KUTIPAN DOKUMEN.

◇ ◇ ◇ ◇

Survei ini berlangsung pada 28 Februari sampai 1 Maret 2020 di Inggris Raya, Amerika Serikat, China, Hong Kong, Indonesia, Malaysia, Filipina, Singapura, Taiwan, dan Thailand.
Hasilnya, Indonesia berada di urutan pertama dengan tingkat kepanikan terhadap virus korona baru. Sebanyak 47 persen responden (dari 4.109 responden) mengaku sangat takut terkena Covid-19.
Disusul Malaysia (44 persen dari 2.227 responden), Filipina (36 persen dari 2.215 responden), China (26 persen dari 1.098 responden), Thailand (26 persen dari 4.158 responden), Hong Kong (26 persen dari 1.037 responden), Taiwan (20 persen dari 1.053 responden), Singapura (15 persen dari 2.171 responden), Amerika Serikat (8 persen dari 1.000 responden), dan Inggris Raya (5 persen dari 1.618 responden).
Padahal, 95 persen responden dari Indonesia mengaku sudah ataupun pernah mendengar tentang virus korona baru sebelum diadakannya survei tersebut. Pengetahuan negara lain pun berada di kisaran 93-97 persen.
Adapun sikap publik menyikapi wabah Covid-19 terekam dalam hasil jajak pendapat Litbang Kompas, 2-3 Maret 2020. Selain aktif mengikuti informasi tentang virus korona baru, publik juga terekam berupaya mencegah penularan, dan mengantisipasi jika muncul kasus orang terpapar virus itu.

◇ ◇ ◇ ◇

CATATAN YANG DITAMPILKAN.
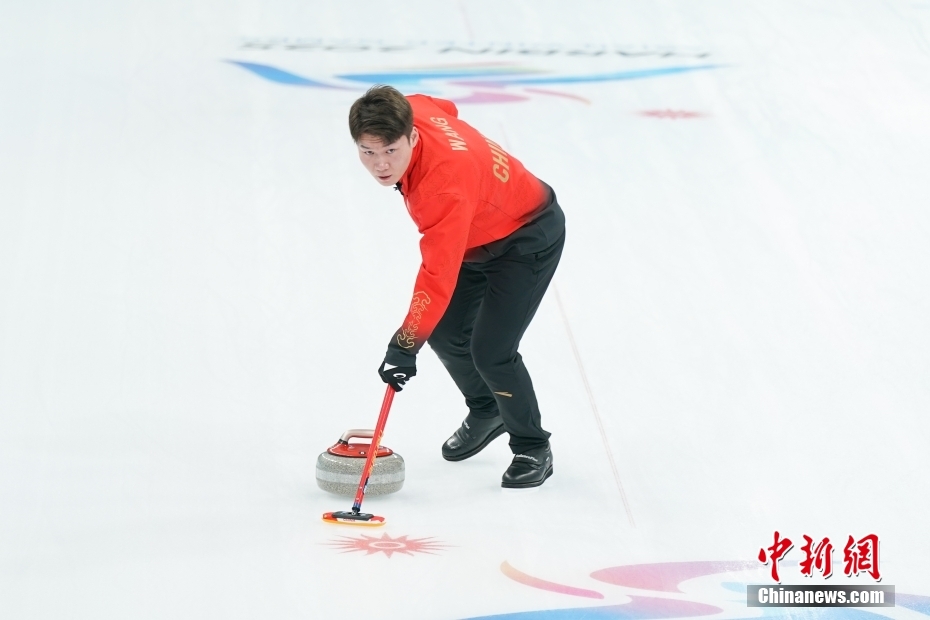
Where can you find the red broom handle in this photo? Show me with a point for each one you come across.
(373, 449)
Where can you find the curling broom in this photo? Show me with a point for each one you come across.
(356, 516)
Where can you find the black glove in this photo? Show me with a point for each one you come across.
(396, 376)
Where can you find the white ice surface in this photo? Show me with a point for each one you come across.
(198, 279)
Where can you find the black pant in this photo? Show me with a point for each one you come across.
(478, 336)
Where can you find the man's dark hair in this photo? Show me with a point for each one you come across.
(383, 112)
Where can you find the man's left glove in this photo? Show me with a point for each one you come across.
(396, 376)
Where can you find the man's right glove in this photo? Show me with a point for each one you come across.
(396, 376)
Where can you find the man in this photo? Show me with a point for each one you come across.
(492, 238)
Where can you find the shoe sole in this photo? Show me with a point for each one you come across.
(527, 485)
(461, 457)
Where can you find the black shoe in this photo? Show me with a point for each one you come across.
(529, 468)
(472, 437)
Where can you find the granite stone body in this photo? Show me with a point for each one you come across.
(340, 474)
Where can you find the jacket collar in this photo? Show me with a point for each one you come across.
(407, 182)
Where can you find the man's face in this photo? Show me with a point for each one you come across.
(387, 162)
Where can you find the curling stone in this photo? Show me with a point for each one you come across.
(339, 469)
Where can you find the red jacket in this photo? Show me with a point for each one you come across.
(462, 191)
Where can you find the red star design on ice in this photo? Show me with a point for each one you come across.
(388, 545)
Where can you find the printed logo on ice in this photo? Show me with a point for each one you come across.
(469, 82)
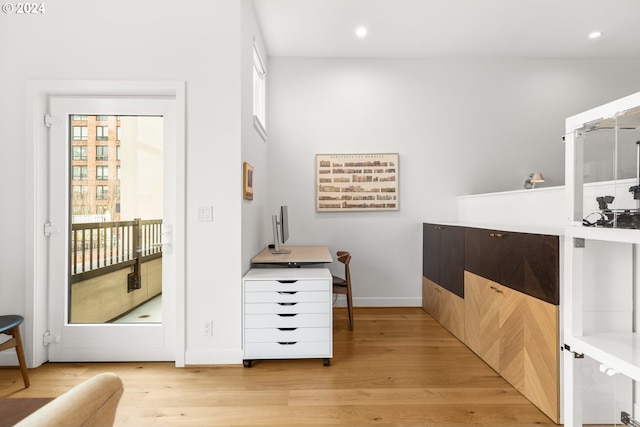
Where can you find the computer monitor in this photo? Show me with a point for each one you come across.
(280, 230)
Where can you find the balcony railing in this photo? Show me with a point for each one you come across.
(98, 248)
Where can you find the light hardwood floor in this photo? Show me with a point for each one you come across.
(398, 368)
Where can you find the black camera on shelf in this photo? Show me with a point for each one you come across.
(603, 202)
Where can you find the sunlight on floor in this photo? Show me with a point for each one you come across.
(149, 312)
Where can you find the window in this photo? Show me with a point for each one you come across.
(102, 152)
(80, 190)
(80, 133)
(259, 94)
(79, 173)
(102, 133)
(102, 192)
(80, 210)
(102, 173)
(79, 152)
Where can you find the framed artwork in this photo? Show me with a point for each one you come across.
(357, 182)
(247, 192)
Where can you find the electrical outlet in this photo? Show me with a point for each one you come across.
(207, 328)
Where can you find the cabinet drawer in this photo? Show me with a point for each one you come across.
(287, 308)
(286, 285)
(287, 296)
(287, 335)
(309, 320)
(287, 349)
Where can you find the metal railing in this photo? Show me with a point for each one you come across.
(98, 248)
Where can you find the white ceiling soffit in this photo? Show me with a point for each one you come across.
(451, 28)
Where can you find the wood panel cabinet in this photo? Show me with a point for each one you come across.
(526, 262)
(517, 335)
(443, 256)
(444, 306)
(443, 276)
(507, 311)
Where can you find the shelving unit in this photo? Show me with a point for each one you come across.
(601, 265)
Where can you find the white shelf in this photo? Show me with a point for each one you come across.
(618, 351)
(623, 235)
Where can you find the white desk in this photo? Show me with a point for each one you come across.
(299, 255)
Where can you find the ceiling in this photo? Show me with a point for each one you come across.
(451, 28)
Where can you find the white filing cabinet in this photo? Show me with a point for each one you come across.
(287, 314)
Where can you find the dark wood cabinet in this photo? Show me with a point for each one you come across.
(509, 312)
(443, 256)
(525, 262)
(482, 252)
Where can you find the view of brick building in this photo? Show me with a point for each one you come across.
(95, 168)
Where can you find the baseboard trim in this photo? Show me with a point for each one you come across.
(379, 302)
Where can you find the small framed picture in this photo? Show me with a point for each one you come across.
(247, 192)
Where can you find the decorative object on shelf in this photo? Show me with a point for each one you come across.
(357, 182)
(247, 192)
(534, 178)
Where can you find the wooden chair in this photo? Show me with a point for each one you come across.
(10, 325)
(343, 285)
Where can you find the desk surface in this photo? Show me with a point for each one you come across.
(298, 255)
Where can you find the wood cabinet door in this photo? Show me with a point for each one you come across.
(482, 318)
(452, 257)
(542, 356)
(431, 298)
(431, 252)
(529, 263)
(512, 308)
(482, 253)
(452, 313)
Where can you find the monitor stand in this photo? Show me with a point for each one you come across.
(280, 251)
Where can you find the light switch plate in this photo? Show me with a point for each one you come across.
(205, 213)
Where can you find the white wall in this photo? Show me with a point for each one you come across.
(460, 126)
(255, 216)
(197, 42)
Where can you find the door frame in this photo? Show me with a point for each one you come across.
(37, 204)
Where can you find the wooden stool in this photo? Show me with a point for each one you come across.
(10, 325)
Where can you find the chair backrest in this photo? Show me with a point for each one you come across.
(92, 403)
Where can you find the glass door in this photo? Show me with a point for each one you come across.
(111, 295)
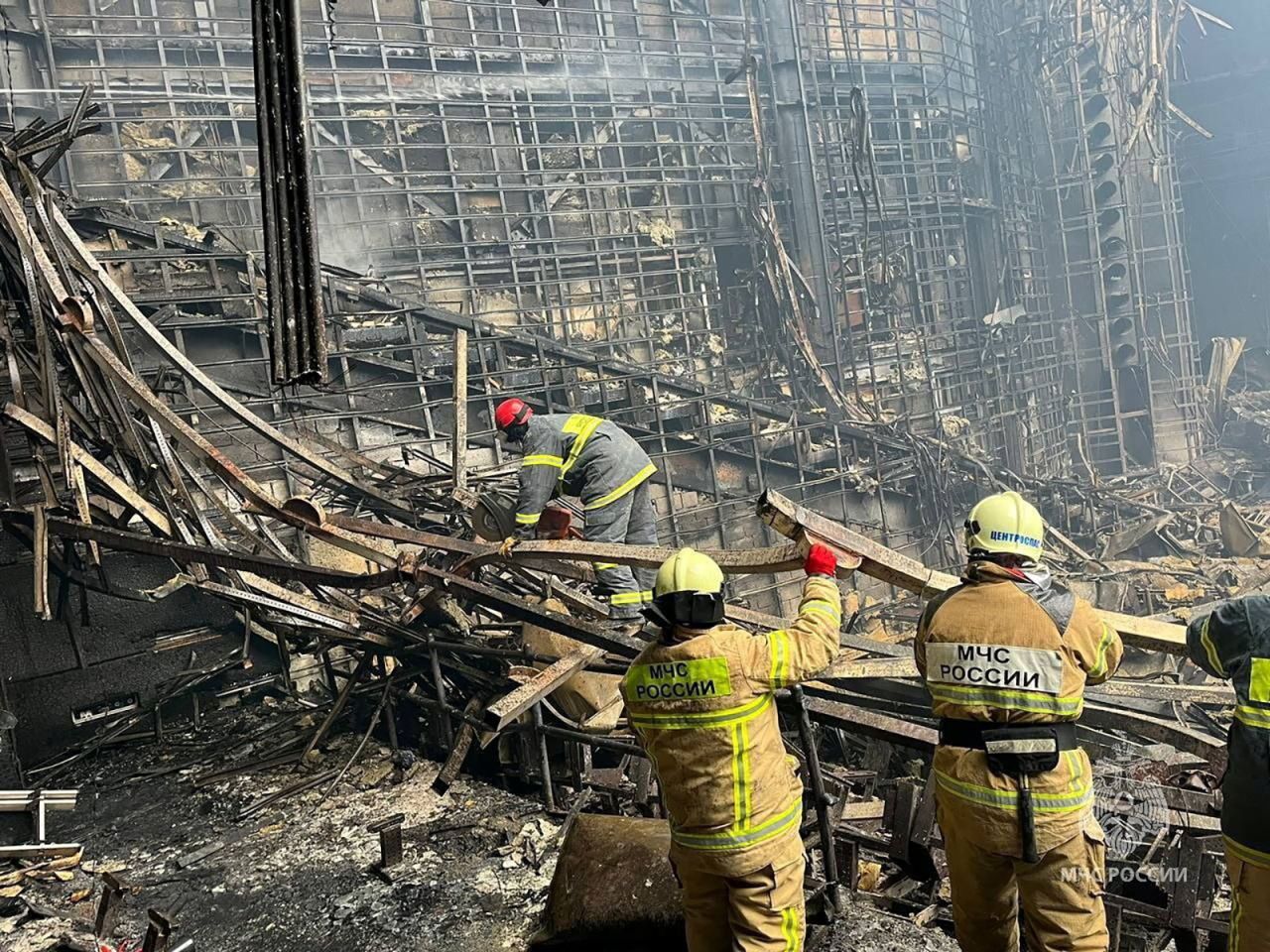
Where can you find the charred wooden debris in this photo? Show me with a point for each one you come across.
(377, 580)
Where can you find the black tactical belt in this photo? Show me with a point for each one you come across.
(969, 734)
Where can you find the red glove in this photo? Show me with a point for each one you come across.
(821, 561)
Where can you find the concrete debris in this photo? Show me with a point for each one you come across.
(290, 660)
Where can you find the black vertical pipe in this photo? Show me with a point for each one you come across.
(795, 154)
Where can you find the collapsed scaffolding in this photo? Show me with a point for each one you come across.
(583, 175)
(105, 451)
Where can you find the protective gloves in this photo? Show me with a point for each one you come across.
(821, 561)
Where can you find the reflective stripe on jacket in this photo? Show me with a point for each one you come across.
(576, 454)
(702, 705)
(1233, 644)
(1012, 648)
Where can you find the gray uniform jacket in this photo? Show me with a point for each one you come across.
(576, 454)
(1233, 643)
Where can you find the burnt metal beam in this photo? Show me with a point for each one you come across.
(887, 565)
(293, 267)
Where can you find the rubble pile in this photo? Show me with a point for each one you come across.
(426, 642)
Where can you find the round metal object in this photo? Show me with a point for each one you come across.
(305, 509)
(494, 516)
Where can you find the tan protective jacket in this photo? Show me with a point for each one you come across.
(702, 705)
(1010, 648)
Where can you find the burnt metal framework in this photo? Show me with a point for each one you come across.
(581, 176)
(933, 223)
(567, 171)
(393, 402)
(1123, 282)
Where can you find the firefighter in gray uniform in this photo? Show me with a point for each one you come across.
(578, 454)
(1233, 643)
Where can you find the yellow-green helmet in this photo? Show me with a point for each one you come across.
(1005, 524)
(688, 590)
(689, 570)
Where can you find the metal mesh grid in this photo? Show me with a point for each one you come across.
(953, 232)
(567, 169)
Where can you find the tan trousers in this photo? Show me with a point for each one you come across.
(1250, 905)
(1062, 895)
(761, 911)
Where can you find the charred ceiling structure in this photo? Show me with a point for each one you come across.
(874, 257)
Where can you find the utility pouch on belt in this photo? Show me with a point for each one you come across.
(1023, 753)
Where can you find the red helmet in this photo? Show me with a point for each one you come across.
(512, 413)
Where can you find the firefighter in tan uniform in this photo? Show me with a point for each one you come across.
(1006, 656)
(702, 701)
(1233, 643)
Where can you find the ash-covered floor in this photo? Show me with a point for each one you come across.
(474, 878)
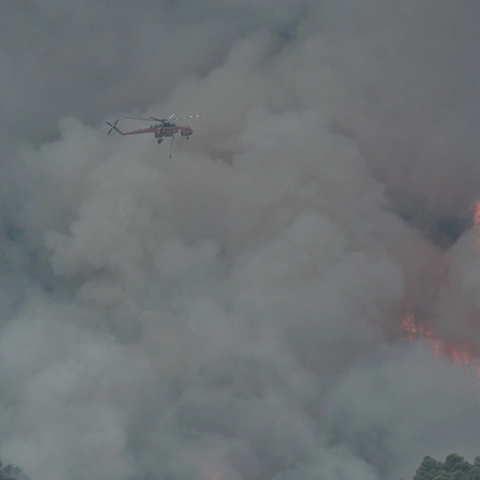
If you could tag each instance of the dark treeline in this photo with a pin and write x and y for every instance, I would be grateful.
(455, 467)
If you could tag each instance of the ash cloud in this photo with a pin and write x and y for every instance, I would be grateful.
(236, 310)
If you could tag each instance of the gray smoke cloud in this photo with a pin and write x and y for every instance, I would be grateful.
(235, 311)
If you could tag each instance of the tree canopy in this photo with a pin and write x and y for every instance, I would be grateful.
(455, 467)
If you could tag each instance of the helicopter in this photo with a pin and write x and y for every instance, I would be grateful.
(165, 127)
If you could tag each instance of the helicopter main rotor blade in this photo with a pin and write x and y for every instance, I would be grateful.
(189, 116)
(141, 118)
(112, 126)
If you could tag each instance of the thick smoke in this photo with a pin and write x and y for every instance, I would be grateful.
(235, 311)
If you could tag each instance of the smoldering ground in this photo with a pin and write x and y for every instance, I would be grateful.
(236, 310)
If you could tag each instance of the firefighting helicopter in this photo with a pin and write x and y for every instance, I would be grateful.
(166, 127)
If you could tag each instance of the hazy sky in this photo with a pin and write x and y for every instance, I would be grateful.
(236, 310)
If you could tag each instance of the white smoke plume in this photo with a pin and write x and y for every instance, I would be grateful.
(235, 312)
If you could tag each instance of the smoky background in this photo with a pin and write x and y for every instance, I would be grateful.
(238, 311)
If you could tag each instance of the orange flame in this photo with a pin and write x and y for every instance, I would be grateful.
(476, 212)
(412, 329)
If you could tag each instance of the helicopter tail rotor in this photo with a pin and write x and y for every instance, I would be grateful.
(114, 127)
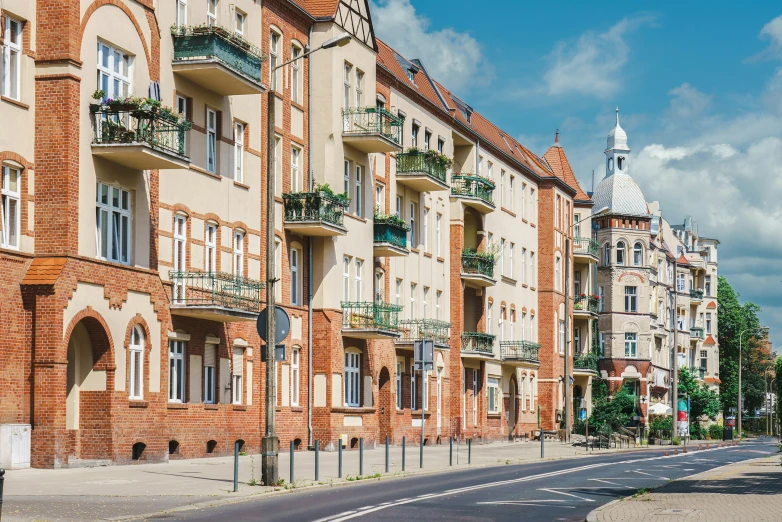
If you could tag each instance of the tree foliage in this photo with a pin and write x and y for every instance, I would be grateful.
(734, 318)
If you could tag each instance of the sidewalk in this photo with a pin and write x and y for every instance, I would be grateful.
(747, 491)
(114, 492)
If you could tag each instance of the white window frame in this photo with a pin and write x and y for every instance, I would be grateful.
(211, 13)
(211, 140)
(136, 348)
(238, 245)
(12, 75)
(107, 215)
(181, 13)
(11, 218)
(295, 376)
(296, 181)
(631, 344)
(210, 245)
(352, 379)
(176, 370)
(274, 59)
(295, 275)
(239, 151)
(295, 74)
(114, 69)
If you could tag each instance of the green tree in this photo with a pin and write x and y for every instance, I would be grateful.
(733, 317)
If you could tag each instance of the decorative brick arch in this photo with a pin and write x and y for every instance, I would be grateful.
(120, 5)
(100, 339)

◇ ◇ ◇ ◇

DAFTAR TUGAS.
- 1) Salin dari kutipan dokumen tentang survei kepanikan Covid-19 bagian yang dimulai dari "Disusul Malaysia (44" hingga "dari 1.618 responden).", tanpa mengubah apa pun.
- 2) Menurut kutipan dokumen, berapa persen responden Indonesia yang mengaku sangat takut terkena Covid-19?

JAWABAN TERTULIS.
- 1)
Disusul Malaysia (44 persen dari 2.227 responden), Filipina (36 persen dari 2.215 responden), China (26 persen dari 1.098 responden), Thailand (26 persen dari 4.158 responden), Hong Kong (26 persen dari 1.037 responden), Taiwan (20 persen dari 1.053 responden), Singapura (15 persen dari 2.171 responden), Amerika Serikat (8 persen dari 1.000 responden), dan Inggris Raya (5 persen dari 1.618 responden).

- 2) 47 persen dari 4.109 responden.